### TASK PROMPT
Can you update the lines starting with the one that contains "subject: man's eyebrow" and going on through the one that contains "[358,84,450,265]" by replacing "backpack strap" with "shoulder strap", leaving everything else unchanged, and return only those lines?

:::

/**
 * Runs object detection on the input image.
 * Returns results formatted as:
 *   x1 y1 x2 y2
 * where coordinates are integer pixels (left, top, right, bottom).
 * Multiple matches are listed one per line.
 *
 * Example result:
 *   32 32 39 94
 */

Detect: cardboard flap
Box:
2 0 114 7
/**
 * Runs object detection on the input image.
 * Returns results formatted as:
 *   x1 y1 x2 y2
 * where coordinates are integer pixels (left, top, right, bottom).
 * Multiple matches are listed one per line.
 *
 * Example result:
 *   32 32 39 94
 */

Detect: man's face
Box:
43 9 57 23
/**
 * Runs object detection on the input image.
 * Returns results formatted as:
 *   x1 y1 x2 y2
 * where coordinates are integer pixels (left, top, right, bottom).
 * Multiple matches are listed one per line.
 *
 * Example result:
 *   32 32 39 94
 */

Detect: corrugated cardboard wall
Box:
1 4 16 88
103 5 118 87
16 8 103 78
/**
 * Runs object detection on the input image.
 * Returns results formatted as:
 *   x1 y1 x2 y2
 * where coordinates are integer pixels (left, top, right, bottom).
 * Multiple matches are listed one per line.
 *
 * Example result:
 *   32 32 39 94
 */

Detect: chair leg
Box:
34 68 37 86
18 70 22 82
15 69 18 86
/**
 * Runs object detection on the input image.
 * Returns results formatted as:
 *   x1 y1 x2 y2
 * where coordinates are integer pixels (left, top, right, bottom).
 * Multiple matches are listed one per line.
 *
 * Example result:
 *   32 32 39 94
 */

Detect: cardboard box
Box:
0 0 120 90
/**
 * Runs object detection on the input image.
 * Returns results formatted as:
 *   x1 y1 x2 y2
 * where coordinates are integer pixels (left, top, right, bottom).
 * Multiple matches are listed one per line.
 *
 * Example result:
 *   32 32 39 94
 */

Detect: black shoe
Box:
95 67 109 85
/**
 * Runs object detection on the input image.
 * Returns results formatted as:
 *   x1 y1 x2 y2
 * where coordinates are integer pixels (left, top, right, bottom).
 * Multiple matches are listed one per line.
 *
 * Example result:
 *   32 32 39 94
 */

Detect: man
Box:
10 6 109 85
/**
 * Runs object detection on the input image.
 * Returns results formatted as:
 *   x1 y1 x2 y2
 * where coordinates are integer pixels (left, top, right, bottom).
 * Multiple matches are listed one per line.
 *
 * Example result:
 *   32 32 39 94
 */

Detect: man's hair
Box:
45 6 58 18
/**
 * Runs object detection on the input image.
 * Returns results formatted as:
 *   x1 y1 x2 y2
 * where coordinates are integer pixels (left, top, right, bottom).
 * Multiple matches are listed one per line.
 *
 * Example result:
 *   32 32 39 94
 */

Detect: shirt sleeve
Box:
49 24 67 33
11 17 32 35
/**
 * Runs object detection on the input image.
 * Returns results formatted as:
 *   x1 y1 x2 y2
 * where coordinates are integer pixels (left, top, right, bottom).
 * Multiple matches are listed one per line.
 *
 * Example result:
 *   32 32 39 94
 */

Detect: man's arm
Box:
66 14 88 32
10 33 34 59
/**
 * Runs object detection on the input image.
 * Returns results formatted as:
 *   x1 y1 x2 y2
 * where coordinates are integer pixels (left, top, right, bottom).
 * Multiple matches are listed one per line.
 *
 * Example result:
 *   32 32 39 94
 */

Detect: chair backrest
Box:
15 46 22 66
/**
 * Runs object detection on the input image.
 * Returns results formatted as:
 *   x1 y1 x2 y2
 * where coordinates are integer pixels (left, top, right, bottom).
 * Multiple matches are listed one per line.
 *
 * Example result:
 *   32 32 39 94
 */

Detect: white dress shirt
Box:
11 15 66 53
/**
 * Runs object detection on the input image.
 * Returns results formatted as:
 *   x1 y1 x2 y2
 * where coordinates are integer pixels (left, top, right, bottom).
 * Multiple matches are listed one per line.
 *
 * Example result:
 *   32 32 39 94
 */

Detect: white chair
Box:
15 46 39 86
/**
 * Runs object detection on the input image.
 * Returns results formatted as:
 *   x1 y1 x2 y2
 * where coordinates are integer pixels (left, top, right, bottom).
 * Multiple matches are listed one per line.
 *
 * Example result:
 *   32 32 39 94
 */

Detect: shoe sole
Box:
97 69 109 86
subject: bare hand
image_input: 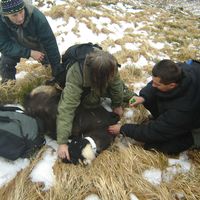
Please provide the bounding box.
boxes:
[129,96,144,107]
[113,106,123,118]
[108,124,121,135]
[58,144,70,160]
[31,50,45,62]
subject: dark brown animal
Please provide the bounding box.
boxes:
[24,86,119,164]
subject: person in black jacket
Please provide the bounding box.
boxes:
[109,60,200,154]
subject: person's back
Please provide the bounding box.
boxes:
[57,50,123,161]
[110,60,200,154]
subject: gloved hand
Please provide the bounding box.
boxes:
[55,70,67,88]
[45,71,66,89]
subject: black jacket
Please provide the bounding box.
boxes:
[120,62,200,143]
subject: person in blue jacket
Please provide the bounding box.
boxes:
[0,0,62,82]
[109,59,200,154]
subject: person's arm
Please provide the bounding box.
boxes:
[0,19,31,58]
[57,63,83,158]
[139,81,157,104]
[120,110,191,143]
[108,70,123,108]
[34,8,63,77]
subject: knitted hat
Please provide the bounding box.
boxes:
[1,0,24,15]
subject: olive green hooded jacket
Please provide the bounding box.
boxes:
[0,1,62,76]
[57,63,123,144]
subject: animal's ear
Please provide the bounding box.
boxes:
[81,143,96,165]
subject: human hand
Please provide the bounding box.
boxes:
[129,96,144,107]
[31,50,45,62]
[57,144,70,160]
[113,106,124,118]
[108,124,121,135]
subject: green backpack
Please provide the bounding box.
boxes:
[0,105,45,160]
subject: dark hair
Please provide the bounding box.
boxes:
[85,50,117,94]
[152,59,183,84]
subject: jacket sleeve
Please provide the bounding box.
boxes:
[108,71,123,108]
[139,81,156,103]
[34,8,62,76]
[120,110,192,143]
[0,19,30,58]
[57,65,83,144]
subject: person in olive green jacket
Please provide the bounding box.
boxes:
[0,0,62,82]
[57,49,124,160]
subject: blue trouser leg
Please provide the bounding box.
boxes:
[0,54,20,83]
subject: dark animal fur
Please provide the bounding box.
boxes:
[24,86,119,162]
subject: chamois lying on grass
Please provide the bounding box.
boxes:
[24,86,119,165]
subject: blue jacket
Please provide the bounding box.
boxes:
[120,62,200,143]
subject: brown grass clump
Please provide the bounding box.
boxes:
[0,145,200,200]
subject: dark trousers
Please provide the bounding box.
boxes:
[144,133,194,154]
[0,54,20,83]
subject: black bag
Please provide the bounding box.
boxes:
[62,42,102,73]
[0,106,45,160]
[54,42,102,88]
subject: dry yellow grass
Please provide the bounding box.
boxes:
[0,0,200,200]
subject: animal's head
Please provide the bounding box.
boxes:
[24,85,61,139]
[63,137,97,165]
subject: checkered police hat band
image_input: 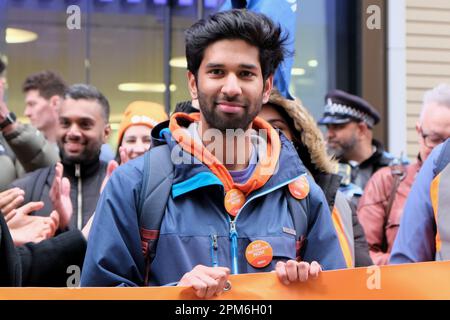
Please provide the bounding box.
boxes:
[325,99,375,127]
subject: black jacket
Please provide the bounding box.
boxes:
[12,159,107,230]
[0,212,86,287]
[314,173,373,267]
[342,140,394,190]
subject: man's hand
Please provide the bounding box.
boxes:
[178,265,230,299]
[275,260,322,285]
[49,162,73,229]
[7,202,59,246]
[0,188,25,222]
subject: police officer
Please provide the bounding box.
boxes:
[318,90,393,204]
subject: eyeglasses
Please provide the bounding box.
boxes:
[420,128,448,149]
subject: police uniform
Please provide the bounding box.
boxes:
[318,90,394,204]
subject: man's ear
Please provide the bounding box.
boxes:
[262,74,273,104]
[187,71,198,100]
[416,121,422,135]
[103,123,111,143]
[49,95,62,112]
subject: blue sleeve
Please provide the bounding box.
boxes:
[302,177,347,270]
[389,145,442,264]
[81,157,145,287]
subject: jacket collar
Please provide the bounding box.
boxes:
[61,154,101,178]
[152,113,306,196]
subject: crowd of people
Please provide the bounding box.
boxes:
[0,9,450,298]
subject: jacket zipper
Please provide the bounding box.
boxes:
[75,164,83,230]
[227,174,306,274]
[211,234,219,267]
[228,220,239,274]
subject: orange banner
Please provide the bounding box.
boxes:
[0,261,450,300]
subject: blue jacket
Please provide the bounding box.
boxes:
[389,142,448,264]
[81,116,346,286]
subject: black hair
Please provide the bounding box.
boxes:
[185,9,288,80]
[65,83,110,123]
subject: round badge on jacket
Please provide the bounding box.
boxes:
[245,240,273,268]
[288,176,309,200]
[224,189,245,217]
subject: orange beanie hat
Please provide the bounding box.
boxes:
[118,101,169,145]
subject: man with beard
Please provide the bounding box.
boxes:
[318,90,394,205]
[81,10,345,298]
[13,84,111,230]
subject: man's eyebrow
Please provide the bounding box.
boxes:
[239,63,257,69]
[206,62,257,69]
[206,62,225,68]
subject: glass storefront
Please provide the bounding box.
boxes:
[0,0,337,149]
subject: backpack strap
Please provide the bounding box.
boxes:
[435,139,450,176]
[284,186,309,261]
[385,161,408,225]
[137,145,173,285]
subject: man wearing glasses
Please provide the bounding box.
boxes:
[358,84,450,265]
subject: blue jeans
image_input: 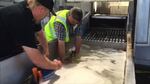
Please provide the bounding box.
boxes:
[41,69,55,80]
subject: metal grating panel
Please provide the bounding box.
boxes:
[83,28,126,50]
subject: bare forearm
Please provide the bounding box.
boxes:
[23,46,57,69]
[38,30,49,55]
[58,40,65,58]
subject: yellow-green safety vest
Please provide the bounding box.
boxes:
[44,10,69,42]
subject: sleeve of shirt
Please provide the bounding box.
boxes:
[34,24,42,32]
[54,22,66,41]
[75,26,81,36]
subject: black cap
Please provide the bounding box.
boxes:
[70,7,83,22]
[37,0,56,16]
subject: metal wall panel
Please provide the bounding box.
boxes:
[135,0,150,46]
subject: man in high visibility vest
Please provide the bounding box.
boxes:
[44,7,83,79]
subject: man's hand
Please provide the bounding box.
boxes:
[53,59,62,70]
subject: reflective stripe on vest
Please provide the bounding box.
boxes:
[44,10,69,42]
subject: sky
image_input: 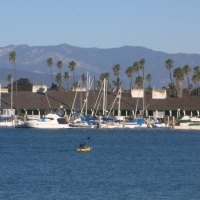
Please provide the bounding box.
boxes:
[0,0,200,54]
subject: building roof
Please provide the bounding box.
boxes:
[1,91,200,111]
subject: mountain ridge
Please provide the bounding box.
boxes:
[0,44,200,87]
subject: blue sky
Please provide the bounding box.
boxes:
[0,0,200,54]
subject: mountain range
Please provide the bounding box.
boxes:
[0,44,200,88]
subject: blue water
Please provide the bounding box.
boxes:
[0,128,200,200]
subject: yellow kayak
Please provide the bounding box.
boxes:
[76,147,92,152]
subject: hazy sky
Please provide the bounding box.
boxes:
[0,0,200,53]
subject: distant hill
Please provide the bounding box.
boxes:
[0,44,200,88]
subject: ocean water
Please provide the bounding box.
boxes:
[0,128,200,200]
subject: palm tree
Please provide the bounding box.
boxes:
[97,72,111,89]
[165,59,174,96]
[47,57,53,84]
[125,66,133,90]
[69,60,76,85]
[113,64,121,91]
[173,67,184,97]
[192,66,200,95]
[56,73,61,89]
[7,74,12,84]
[57,60,63,88]
[133,62,140,76]
[139,58,145,81]
[146,74,152,88]
[183,65,191,92]
[135,76,143,88]
[9,51,18,113]
[99,72,110,81]
[64,72,69,90]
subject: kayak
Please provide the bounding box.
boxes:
[76,147,92,152]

:::

### TASK RESULT
subject: man's eyebrow
Please provide the bounding box.
boxes:
[239,63,257,69]
[206,62,257,69]
[206,62,225,68]
subject: glass storefront
Please provide the bounding box.
boxes:
[0,0,337,149]
subject: shoulder strap
Please provide the bounding box.
boxes:
[435,139,450,176]
[284,186,309,261]
[385,161,408,225]
[137,145,173,285]
subject: man wearing glasses
Please provide the bounding box.
boxes:
[358,84,450,265]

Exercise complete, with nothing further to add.